• _EXERCISE_:
Starting at the line that contains "Where can the car's whitewall" and ending at the line that contains "Sample: <point>320,35</point>", the lines below are to be given again exactly, with nothing added.

• _DATA FOR REVIEW_:
<<<<

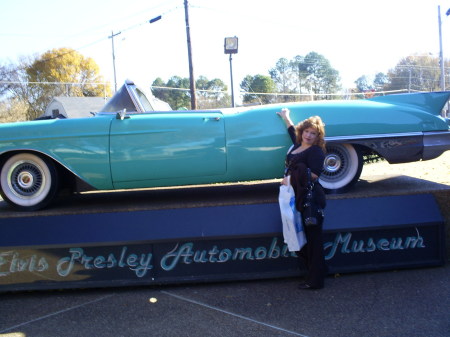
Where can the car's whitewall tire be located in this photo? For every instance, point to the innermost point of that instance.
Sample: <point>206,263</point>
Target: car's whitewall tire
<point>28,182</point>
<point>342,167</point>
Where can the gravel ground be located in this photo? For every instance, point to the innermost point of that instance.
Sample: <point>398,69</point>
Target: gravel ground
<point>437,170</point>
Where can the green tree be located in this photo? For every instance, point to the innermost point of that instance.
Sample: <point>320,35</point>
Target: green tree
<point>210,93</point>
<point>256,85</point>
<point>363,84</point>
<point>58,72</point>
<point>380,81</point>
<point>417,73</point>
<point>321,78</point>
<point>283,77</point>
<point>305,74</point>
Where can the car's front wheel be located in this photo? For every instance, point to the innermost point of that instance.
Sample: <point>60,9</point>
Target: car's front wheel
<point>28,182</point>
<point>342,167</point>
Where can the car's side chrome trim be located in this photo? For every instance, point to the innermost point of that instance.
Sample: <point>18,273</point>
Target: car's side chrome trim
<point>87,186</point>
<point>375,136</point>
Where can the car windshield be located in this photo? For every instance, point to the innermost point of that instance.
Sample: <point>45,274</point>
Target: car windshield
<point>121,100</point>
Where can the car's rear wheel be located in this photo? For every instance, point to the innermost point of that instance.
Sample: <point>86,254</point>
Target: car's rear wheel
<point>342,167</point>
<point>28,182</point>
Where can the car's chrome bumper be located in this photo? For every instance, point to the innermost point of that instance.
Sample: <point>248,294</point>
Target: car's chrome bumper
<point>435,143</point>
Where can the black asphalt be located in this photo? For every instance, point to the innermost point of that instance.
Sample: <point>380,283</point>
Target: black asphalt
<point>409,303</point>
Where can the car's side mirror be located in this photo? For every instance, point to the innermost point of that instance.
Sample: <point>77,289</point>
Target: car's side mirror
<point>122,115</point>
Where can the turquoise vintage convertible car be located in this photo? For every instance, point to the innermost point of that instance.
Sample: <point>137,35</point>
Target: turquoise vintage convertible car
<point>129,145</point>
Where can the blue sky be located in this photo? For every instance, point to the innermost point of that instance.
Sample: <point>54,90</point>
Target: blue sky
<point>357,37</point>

>>>>
<<<<

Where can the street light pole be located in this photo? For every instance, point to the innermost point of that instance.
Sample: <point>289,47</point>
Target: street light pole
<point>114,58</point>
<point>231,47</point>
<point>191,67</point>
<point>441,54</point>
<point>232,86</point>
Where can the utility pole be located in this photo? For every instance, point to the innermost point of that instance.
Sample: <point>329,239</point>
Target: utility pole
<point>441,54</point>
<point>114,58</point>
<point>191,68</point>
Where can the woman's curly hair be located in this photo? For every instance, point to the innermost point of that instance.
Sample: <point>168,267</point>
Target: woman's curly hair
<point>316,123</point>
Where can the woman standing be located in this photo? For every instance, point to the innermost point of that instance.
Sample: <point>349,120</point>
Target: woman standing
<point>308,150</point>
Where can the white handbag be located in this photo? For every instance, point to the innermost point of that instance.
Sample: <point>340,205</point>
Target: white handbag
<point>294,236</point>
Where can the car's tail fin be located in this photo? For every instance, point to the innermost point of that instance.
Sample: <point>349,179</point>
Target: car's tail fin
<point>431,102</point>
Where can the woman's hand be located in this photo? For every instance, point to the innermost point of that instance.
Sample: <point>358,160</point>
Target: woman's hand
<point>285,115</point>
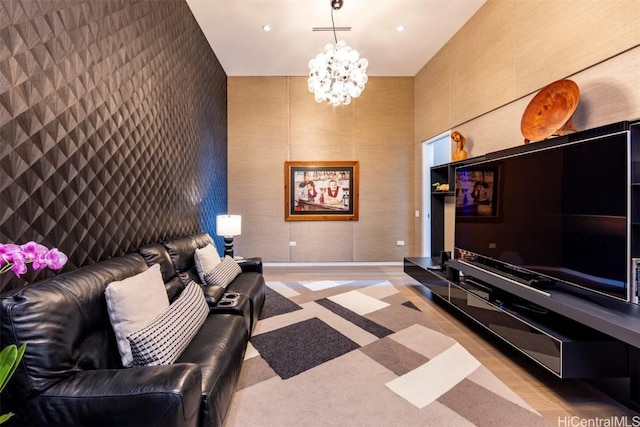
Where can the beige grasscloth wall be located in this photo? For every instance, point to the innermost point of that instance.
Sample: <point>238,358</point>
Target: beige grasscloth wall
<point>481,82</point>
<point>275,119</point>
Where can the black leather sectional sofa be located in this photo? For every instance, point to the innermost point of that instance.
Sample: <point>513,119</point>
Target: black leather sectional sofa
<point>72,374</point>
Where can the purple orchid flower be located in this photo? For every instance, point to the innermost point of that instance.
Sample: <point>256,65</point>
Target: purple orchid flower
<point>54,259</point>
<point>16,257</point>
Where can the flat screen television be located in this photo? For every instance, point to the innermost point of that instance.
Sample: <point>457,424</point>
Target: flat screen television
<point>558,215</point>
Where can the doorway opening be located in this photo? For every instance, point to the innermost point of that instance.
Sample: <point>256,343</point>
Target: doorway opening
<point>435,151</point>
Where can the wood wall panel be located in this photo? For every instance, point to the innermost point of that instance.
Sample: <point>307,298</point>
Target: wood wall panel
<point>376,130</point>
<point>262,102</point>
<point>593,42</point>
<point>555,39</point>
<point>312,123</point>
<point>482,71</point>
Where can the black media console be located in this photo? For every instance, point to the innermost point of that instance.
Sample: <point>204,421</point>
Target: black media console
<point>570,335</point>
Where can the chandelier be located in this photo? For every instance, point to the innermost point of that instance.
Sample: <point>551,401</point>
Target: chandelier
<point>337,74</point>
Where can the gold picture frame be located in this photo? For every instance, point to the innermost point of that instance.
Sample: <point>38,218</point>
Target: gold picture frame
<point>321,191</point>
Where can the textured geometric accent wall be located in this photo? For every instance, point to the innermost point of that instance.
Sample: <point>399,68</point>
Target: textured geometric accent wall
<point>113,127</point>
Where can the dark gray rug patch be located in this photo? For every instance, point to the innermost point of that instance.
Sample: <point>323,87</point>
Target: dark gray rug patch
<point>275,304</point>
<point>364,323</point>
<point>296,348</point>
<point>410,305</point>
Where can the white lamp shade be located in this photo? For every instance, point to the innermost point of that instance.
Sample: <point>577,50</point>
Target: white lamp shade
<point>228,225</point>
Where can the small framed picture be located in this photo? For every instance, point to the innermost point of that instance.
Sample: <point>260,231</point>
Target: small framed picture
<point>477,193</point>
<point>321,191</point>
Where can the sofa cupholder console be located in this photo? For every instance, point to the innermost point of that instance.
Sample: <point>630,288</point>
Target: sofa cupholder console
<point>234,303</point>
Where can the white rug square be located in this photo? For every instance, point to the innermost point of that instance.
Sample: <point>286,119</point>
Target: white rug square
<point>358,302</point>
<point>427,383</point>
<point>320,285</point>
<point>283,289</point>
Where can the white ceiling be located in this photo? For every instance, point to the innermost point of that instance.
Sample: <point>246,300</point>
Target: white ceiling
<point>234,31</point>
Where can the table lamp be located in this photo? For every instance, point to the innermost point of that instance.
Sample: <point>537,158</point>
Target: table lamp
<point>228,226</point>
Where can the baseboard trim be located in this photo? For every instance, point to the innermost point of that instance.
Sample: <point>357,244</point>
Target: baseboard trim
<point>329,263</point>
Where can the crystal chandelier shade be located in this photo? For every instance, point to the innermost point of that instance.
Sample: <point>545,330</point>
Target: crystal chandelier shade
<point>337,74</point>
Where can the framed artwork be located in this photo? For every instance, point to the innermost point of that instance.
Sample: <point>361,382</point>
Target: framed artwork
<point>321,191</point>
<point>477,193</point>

>>>>
<<<<

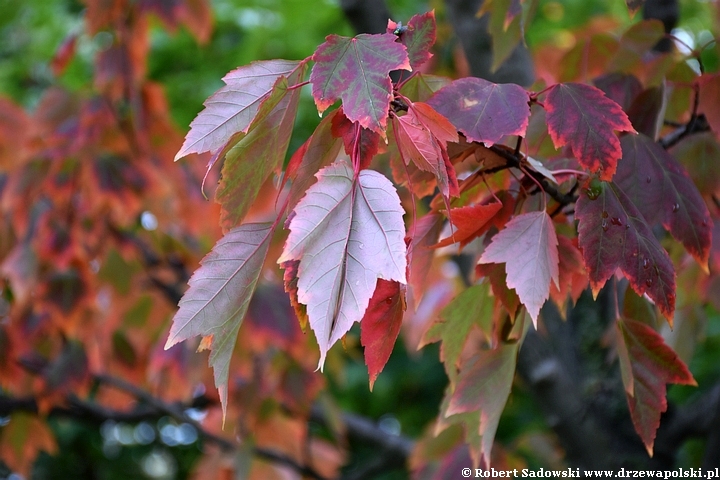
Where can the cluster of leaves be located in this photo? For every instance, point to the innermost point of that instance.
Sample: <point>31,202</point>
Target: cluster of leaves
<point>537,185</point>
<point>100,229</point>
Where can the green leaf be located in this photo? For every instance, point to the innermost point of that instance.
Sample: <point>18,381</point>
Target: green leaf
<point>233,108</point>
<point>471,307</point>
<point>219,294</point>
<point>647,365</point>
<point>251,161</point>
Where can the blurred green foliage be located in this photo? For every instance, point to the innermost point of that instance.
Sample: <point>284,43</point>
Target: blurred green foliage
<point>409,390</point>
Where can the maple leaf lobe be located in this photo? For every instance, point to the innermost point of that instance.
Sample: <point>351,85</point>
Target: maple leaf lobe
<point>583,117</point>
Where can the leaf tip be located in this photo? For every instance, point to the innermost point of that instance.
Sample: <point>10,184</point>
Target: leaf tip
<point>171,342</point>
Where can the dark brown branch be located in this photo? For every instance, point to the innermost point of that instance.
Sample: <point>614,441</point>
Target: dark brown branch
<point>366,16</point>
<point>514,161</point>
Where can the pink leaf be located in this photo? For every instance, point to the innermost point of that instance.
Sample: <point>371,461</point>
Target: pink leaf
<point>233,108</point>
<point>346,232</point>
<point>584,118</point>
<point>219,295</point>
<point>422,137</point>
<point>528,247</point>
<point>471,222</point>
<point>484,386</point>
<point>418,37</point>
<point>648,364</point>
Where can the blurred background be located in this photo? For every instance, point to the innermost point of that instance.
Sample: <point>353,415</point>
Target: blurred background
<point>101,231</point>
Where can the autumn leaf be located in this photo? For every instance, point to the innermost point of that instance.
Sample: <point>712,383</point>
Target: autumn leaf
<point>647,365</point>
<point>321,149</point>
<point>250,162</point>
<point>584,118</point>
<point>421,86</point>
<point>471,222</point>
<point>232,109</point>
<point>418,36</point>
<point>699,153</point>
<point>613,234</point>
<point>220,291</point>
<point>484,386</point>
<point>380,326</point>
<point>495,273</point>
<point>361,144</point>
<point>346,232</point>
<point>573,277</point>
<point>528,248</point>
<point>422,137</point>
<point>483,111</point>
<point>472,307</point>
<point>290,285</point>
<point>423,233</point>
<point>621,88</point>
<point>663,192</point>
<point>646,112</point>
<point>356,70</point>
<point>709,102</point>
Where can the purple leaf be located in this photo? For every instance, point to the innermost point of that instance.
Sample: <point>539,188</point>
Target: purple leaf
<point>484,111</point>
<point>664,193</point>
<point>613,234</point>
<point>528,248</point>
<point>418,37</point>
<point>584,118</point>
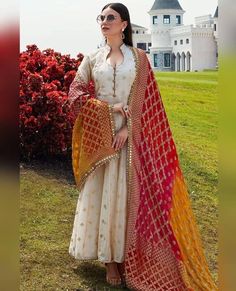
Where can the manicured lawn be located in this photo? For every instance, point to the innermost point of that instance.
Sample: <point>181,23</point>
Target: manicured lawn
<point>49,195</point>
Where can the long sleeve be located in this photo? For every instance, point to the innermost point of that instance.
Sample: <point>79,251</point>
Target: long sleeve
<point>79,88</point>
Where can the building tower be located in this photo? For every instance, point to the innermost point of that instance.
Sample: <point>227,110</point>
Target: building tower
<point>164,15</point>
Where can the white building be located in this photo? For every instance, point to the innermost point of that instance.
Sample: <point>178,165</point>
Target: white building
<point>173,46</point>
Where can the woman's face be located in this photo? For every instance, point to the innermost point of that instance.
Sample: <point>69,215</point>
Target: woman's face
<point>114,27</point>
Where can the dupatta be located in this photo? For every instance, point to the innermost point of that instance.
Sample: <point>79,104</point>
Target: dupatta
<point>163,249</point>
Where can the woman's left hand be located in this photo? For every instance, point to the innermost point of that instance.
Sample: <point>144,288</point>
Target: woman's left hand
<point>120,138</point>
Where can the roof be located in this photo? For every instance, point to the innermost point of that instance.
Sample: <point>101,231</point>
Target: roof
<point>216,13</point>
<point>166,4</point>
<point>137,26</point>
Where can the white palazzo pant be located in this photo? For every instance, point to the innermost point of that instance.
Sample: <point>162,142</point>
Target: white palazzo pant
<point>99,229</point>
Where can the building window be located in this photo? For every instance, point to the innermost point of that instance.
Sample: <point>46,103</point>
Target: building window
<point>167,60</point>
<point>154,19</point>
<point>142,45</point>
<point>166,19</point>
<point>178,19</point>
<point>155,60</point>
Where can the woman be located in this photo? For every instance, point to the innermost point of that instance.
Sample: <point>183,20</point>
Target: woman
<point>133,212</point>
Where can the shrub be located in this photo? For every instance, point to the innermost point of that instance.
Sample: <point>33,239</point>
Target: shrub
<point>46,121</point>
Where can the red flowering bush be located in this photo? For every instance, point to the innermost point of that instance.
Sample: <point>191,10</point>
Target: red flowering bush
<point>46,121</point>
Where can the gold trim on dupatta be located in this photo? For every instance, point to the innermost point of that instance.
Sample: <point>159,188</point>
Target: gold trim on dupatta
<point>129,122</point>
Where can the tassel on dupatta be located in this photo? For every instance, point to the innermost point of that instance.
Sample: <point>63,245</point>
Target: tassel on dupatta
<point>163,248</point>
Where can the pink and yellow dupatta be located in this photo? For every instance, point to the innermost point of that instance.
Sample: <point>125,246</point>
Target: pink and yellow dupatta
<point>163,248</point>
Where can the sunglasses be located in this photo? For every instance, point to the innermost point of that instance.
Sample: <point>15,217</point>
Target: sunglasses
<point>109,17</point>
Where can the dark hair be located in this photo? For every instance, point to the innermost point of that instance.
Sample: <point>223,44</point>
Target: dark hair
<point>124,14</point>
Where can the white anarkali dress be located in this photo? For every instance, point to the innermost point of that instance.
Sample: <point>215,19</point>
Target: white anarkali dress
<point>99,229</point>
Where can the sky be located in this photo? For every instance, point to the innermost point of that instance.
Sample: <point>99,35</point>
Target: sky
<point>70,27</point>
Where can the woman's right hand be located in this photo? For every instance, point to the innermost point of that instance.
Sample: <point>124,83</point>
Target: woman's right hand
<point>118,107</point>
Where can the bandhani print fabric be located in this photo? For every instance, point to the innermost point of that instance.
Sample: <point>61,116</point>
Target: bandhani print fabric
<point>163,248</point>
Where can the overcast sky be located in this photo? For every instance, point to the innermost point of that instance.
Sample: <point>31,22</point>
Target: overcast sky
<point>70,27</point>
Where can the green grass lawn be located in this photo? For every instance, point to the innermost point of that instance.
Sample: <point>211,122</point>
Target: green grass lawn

>>>>

• _RESULT FOR THIS EXERCISE_:
Where can the car's whitewall tire be located in this photo? For every instance, point to the innermost point of that instance.
Sample: <point>206,263</point>
Target: car's whitewall tire
<point>28,182</point>
<point>342,167</point>
Where can the gravel ground be located in this photo? For every instance, point to the innermost point of that instance.
Sample: <point>398,69</point>
Target: gravel ground
<point>437,170</point>
Where can the green tree be located in this photo? For every instance, point to the innermost point of that instance.
Sample: <point>320,35</point>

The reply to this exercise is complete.